Data for this task —
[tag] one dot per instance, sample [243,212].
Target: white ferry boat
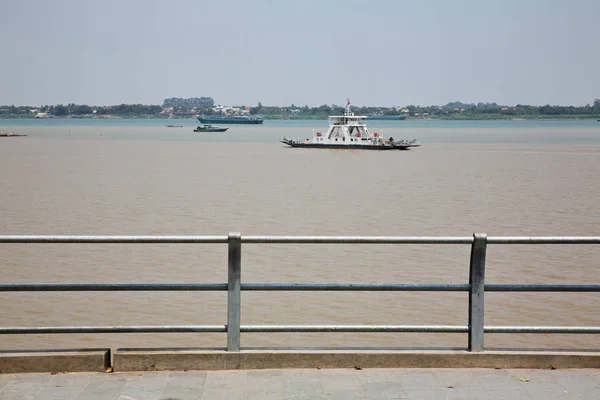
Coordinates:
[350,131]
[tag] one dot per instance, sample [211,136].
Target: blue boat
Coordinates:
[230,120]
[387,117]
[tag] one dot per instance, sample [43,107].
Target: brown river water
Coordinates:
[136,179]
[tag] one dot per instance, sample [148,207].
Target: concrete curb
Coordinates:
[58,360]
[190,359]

--

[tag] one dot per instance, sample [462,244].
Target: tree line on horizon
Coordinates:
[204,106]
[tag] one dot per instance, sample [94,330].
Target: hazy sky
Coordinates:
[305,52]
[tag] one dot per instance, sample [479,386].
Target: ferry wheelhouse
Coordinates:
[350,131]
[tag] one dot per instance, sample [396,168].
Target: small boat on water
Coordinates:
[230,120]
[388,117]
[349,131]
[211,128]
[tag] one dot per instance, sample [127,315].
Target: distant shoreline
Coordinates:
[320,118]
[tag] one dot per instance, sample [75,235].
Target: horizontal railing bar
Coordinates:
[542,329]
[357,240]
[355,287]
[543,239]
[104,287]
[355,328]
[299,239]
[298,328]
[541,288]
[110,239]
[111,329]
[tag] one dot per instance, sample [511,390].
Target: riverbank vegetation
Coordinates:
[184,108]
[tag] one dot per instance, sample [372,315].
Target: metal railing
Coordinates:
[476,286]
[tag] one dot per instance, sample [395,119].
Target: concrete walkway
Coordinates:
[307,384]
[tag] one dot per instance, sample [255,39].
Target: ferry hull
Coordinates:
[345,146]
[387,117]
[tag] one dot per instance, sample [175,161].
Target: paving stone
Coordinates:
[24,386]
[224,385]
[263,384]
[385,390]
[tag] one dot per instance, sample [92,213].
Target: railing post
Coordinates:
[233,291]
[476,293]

...

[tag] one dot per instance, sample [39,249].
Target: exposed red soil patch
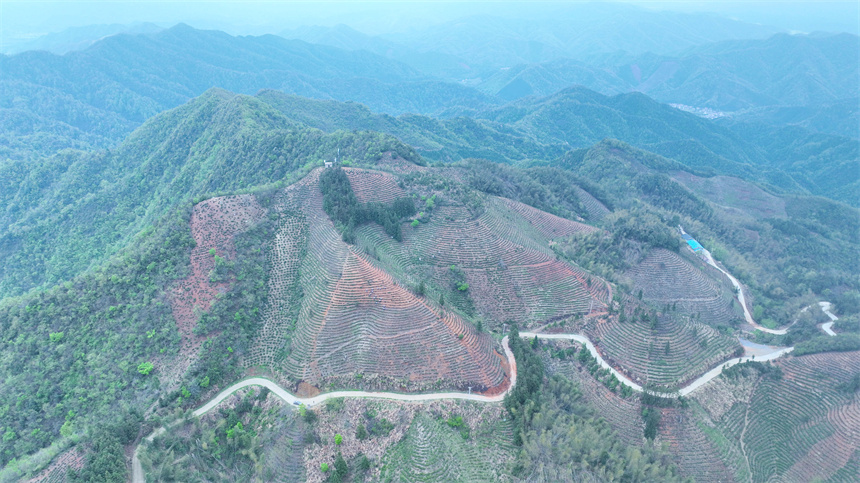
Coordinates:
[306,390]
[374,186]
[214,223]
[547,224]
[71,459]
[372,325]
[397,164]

Exercise details —
Quote the data above from the line containing "[tag] one dot per instance, sample [462,244]." to the line containing "[tag] one dot per instance, sample [75,235].", inclusive, and stop.

Solution for this problem —
[tag] one dot per instance, sample [462,244].
Target: tree line on horizon
Coordinates:
[204,106]
[tag] one dot per instance, sample [94,330].
Target: hazy sky
Coordinates:
[305,52]
[tag] one dot per instance, sample [479,386].
Target: ferry wheelhouse
Coordinates:
[350,131]
[tag] one dot per instance, sample [396,168].
Target: small boat on water
Coordinates:
[230,120]
[388,117]
[349,131]
[211,128]
[tag] one dot per instance, sample [127,315].
Target: distant shoreline
Coordinates:
[320,118]
[tag] one dot per instance, sample [75,235].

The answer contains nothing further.